#### PROBLEM TO SOLVE
Copy the Infrastructure as Code passage below word for word, starting at "Ultimately, IaC allows" and ending at "and its configuration.".

There are lots of different ways you can deploy and configure your Azure resources. When customers are first starting their cloud journey it's common to provision resources manually, deploying and configuring them in the Azure portal. However, this quickly becomes difficult to manage and scale. Infrastructure as Code (IaC) techniques and tools are designed to help you make use of your skills with coding and DevOps practices when working with your cloud infrastructure. However, I frequently work with customers who aren't completely convinced that IaC is going to help them, or be worth the investment. It can be helpful to have some insight into the benefits that many other customers have seen when using IaC approaches. This post outlines the main reason I think IaC is an essential part of a modern solution for Azure. We won't get much into the technical details of how you use IaC - this is just a high-level overview of why you should use it.
The Azure Well-Architected Framework has a great definition of IaC:
Infrastructure as code (IaC) is the management of infrastructure - such as networks, virtual machines, load balancers, and connection topology - in a descriptive model, using a versioning system that is similar to what is used for source code. When you are creating an application, the same source code will generate the same binary every time it is compiled. In a similar manner, an IaC model generates the same environment every time it is applied. IaC is a key DevOps practice, and it is often used in conjunction with continuous delivery.
Ultimately, IaC allows you and your team to develop and release changes faster, but with much higher confidence in your deployments.
One of the biggest benefits of IaC is the level of confidence you can have in your deployments, and in your understanding of the infrastructure and its configuration.

#### DATA

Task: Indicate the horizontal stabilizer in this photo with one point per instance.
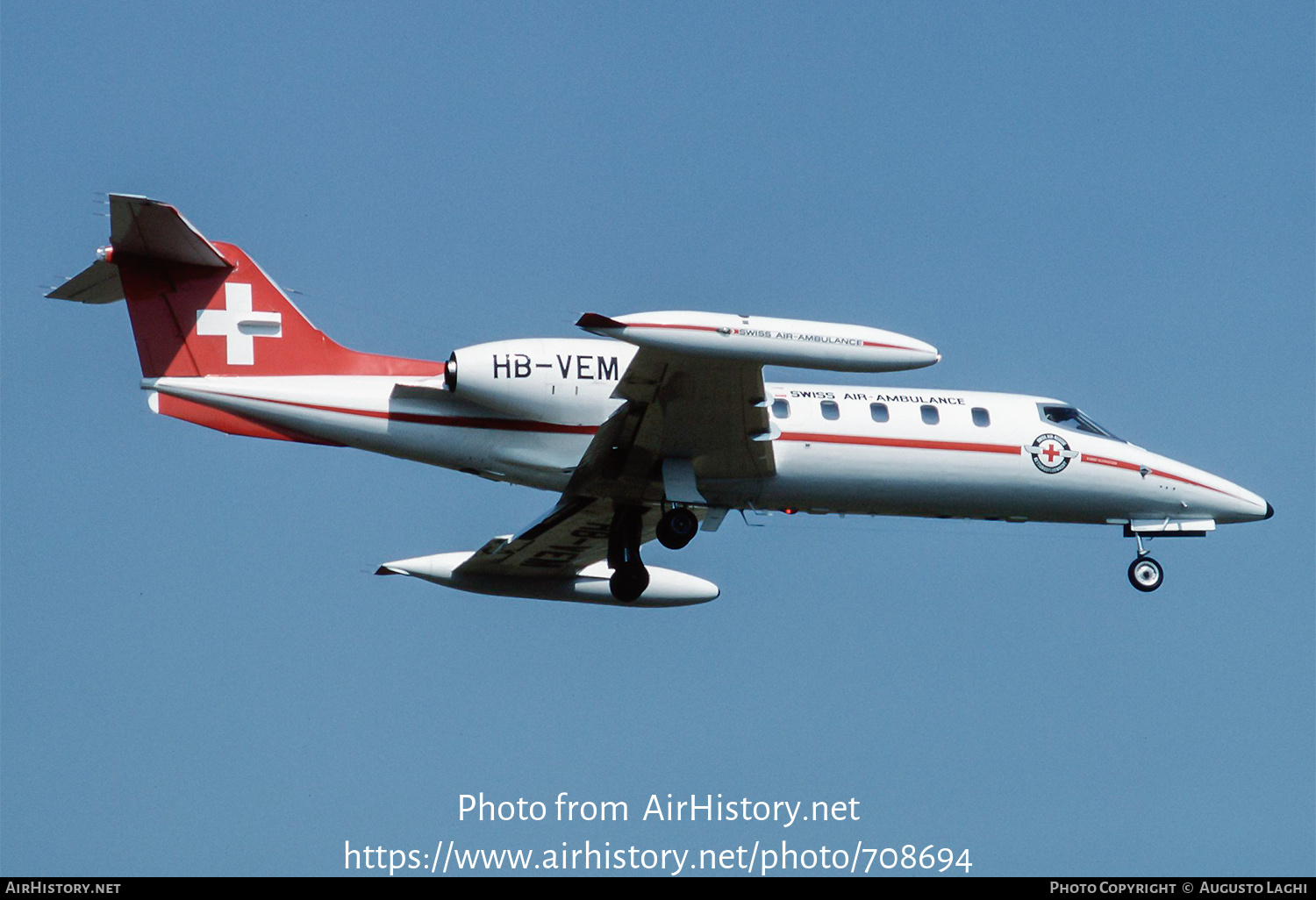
(139, 226)
(97, 283)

#### FULL RESPONSE
Ultimately, IaC allows you and your team to develop and release changes faster, but with much higher confidence in your deployments.
One of the biggest benefits of IaC is the level of confidence you can have in your deployments, and in your understanding of the infrastructure and its configuration.